*** Opening Records shown ***

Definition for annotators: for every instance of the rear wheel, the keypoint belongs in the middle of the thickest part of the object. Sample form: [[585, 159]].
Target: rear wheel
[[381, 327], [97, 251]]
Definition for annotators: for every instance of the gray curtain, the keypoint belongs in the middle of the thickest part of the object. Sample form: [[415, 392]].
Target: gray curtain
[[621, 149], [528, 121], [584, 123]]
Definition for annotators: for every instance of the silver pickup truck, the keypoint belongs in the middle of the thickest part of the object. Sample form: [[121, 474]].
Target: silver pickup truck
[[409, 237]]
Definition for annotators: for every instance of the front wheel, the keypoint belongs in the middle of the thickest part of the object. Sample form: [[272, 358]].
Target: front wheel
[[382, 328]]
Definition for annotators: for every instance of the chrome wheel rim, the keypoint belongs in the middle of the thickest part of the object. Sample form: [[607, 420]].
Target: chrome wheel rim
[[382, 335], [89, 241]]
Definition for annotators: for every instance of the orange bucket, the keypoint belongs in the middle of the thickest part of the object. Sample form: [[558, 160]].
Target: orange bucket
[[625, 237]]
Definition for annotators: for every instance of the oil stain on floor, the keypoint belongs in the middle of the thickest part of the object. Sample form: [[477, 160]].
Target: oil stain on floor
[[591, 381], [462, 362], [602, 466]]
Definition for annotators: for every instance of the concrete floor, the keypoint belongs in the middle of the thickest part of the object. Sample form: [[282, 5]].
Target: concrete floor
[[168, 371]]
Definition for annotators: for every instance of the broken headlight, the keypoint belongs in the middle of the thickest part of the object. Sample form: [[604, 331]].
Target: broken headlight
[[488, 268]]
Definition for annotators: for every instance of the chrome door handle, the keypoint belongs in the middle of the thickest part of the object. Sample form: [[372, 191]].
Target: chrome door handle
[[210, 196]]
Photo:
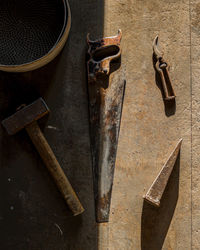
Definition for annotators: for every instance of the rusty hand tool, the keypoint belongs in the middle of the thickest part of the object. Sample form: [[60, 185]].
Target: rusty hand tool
[[105, 105], [27, 118], [106, 86], [162, 68], [157, 188]]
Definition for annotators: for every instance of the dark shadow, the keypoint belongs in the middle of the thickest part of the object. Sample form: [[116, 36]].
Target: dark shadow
[[170, 106], [40, 218], [155, 222]]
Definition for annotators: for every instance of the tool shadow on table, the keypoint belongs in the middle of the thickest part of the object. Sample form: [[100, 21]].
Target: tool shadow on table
[[155, 221], [170, 106]]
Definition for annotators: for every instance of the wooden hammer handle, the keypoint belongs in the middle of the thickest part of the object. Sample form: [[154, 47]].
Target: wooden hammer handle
[[54, 168]]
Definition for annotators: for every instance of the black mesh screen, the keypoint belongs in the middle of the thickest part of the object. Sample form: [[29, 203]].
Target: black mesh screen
[[29, 29]]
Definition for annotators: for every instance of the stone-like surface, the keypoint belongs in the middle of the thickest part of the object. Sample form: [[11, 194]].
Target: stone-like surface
[[149, 130], [32, 213], [195, 74]]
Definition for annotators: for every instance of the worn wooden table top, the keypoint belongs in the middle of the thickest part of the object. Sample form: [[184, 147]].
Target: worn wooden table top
[[32, 212]]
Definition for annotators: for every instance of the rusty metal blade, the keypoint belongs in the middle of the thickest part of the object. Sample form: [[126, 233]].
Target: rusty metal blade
[[105, 105], [157, 188], [106, 84]]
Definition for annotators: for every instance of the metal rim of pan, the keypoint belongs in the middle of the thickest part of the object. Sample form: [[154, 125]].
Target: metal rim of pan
[[53, 52]]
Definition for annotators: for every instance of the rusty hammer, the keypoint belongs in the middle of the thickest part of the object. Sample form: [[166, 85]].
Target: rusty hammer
[[27, 118]]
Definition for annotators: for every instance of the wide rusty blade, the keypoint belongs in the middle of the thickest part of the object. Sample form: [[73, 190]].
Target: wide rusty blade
[[157, 188], [106, 93]]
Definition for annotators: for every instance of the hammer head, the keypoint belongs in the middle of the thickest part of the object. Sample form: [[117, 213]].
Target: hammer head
[[25, 116]]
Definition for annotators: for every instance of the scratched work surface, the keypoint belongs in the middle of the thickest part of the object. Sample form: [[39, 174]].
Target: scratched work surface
[[32, 213]]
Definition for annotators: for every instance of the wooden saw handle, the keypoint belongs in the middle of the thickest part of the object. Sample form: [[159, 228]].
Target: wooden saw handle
[[54, 168]]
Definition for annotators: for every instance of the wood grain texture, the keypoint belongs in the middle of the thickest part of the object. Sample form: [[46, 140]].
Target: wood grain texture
[[54, 168]]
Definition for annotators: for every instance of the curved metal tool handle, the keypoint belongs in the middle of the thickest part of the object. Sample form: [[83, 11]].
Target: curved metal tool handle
[[163, 69], [54, 168]]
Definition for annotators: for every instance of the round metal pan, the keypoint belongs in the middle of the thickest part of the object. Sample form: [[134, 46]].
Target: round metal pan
[[32, 32]]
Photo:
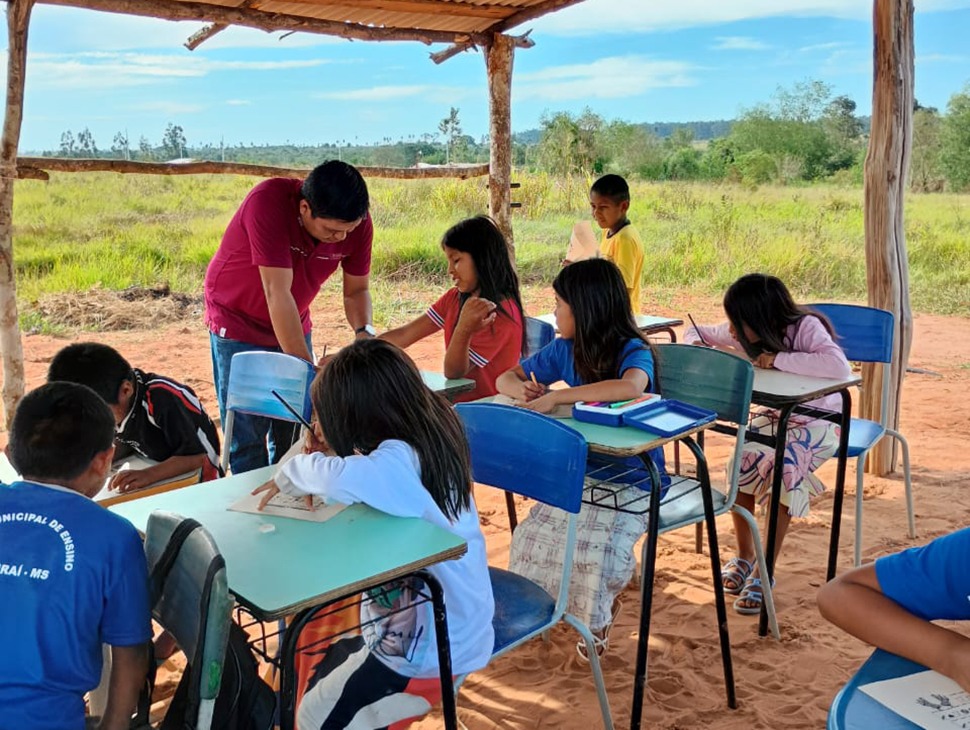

*** Closing Records shown ***

What is needed is an exact reprint of every entry, pictures excluded.

> **Response to the exercise**:
Definition for annotators: for every instance of the rear wheel, the keypoint belongs in the middle of the thickest part of the object. Sample form: [[585, 159]].
Target: rear wheel
[[381, 327], [97, 251]]
Definition for annotators: for every instance of the gray curtain, the keypoint belongs in the middle of the thickest part of the object. Sample form: [[415, 392]].
Target: gray curtain
[[621, 149], [528, 121], [584, 123]]
Definition for annotators: for every instance of the silver pickup truck, the keypoint belongs in the middle of the thickest part of the object. Sample form: [[121, 474]].
Target: silver pickup truck
[[409, 237]]
Definition for annotators: for every instance of the front wheel, the keypoint belongs in the middle of the thickest part of the object. Sample form: [[272, 358]].
Target: front wheel
[[382, 328]]
Definition for annotators: for every instance of the chrome wheel rim, the keypoint belongs in the middle of the thickest part of the object. Sample form: [[607, 420]].
Target: chrome wheel rim
[[382, 335], [89, 241]]
Definition for annotators: for every instance of the orange bucket, the keypoint belongs in the middle of the thickest part of the object. Sample form: [[558, 160]].
Target: orange bucket
[[625, 237]]
Definition for annotators: for every instance of the oil stain on floor, the keypoint belongs in the middle of the thickest part of the object. Sample form: [[477, 160]].
Target: oil stain on floor
[[591, 381], [462, 362], [602, 466]]
Definition for annotators: for every instance of the concrete floor, the keypoint belongs in the middle of the thickest part of the object. Sample form: [[282, 5]].
Target: concrete floor
[[168, 371]]
Definition for annotators: for every instance of the broken headlight, the keypoint belongs in the middle of the thickest part of the object. Sample form: [[604, 331]].
Target: broken headlight
[[488, 268]]
Definition for annotators: for every instance of the chrome door handle, the keypoint belongs in the middle of the thickest part of the object. Sample form: [[372, 191]].
Target: chrome door handle
[[210, 196]]
Photo:
Definition for annotators: for every instance of the rusty hand tool, the keypoint belongs in the middle of the thickest part of the object. Sample form: [[60, 185]].
Target: rusty hand tool
[[105, 105], [27, 118], [106, 86], [162, 68], [157, 188]]
Definition for annotators: for every instance of the dark shadow, the keypoint belongs in the middle of the thickest part of the object. Sample form: [[116, 36]].
Target: dark shadow
[[170, 106], [40, 218], [155, 222]]
Definition for annotators: for every instance of the tool shadow on table, the keypoint belongs in the middle of the thickest part of the object. Sample form: [[100, 21]].
Target: tool shadow on table
[[155, 221], [170, 106]]
Definition for annotators: for every instance of the wooden hammer handle, the keypoint belongs in the middle of the thickest part of the object. Sample form: [[154, 47]].
Target: wooden hammer handle
[[54, 168]]
Definition for annotators: for every instance of the black mesh screen, the keypoint belongs in the middle of the thickest part of the object. Sample form: [[29, 203]].
Target: black mesh screen
[[29, 29]]
Definition for annotators: for every instance of the stone-like surface, the keypoint belongs in the middle of the thickest part of the object. Sample form: [[11, 194]].
Target: stone-like surface
[[149, 130], [32, 213], [195, 74]]
Definition for annotators: for every instance of the worn wooden table top, the keypoint belongs in the middle of the thickest part of the object. Sample form: [[184, 147]].
Target: worn wooden table top
[[32, 212]]
Definition for annotators: for every instance of the rusty metal blade, the keypoint belongs in the middle of the thickest part of the object. Sample form: [[126, 233]].
Target: rusty metal blade
[[105, 105], [157, 188], [106, 84]]
Definition for annotators: for every instance of the metal rim of pan, the keypoint belongs in the middle of the thickest part of the object. Sample form: [[154, 125]].
Target: metal rim of pan
[[53, 52]]
Definition for annotators: for every instance of the rusty hammer, the keypoint belongs in the middle of the thickest part of the object. Sample form: [[166, 85]].
Target: rusty hammer
[[27, 118]]
Definition for annotators: for every instance of the wide rusty blade, the keypoint belongs in the middle of the thickest part of the object. Sample form: [[73, 190]].
Target: wide rusty blade
[[157, 188], [106, 93]]
Definition for annotators: for every instance of the hammer head, the keypoint belongs in the middle of the thickest part of the object. Sample form: [[117, 213]].
Target: hammer head
[[25, 116]]
Definition for annotators: for every instance of the scratched work surface, the keypoint belongs in the middle of the thickest part of the object. Sample form: [[39, 174]].
Target: scratched work surface
[[32, 213]]
Definition for annotators: for every instance of the wooden saw handle, the keypoint belongs in the middle of the thickest part of the object. Sample form: [[159, 228]].
Target: wooden saw handle
[[54, 168]]
Definition for annotators: for every instance of the wood grain texture, the keypoint belongs in the middle of the thickest part of the object. Sample form: [[46, 140]].
Target: wood grain texture
[[54, 168]]
Definition for annotators: for every instance of the curved metal tool handle, the keypoint belongs in the middle of the thickest part of the object. Sample form: [[83, 11]].
Target: curved metal tool handle
[[163, 69], [54, 168]]
Definition for annotators: for every instance of the round metal pan, the keypoint belongs in the middle of the thickest part of the object. Sample form: [[134, 46]].
Target: round metal pan
[[32, 32]]
Photo:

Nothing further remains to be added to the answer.